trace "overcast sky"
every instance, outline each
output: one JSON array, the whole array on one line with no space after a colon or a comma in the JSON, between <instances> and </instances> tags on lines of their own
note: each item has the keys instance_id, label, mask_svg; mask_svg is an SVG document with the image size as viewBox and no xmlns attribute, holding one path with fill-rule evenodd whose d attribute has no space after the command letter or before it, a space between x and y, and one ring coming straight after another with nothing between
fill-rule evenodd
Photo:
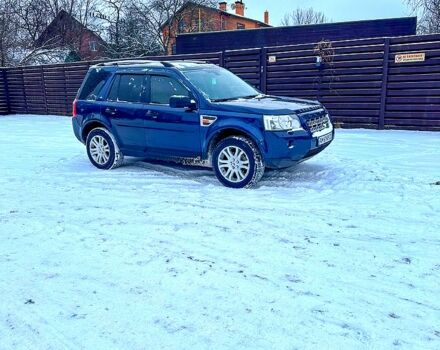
* * *
# WHAT THE TASK ASKS
An exact copy of all the records, free of pictures, is the expected answer.

# TASK OUTPUT
trace "overcast sky"
every instance, outline each
output: one JSON array, the whole array on one line with no space after a colon or a comma in the JSON, between <instances> and </instances> tags on lines of their own
note: each item has the keys instance_id, label, mask_svg; mask_svg is an SVG document with the image size as viewBox and no xmlns attribute, holding one path with fill-rule evenodd whose d attribute has no space after the command letter or before it, a space between x and y, and one ring coming straight after another with nothing between
fill-rule evenodd
Photo:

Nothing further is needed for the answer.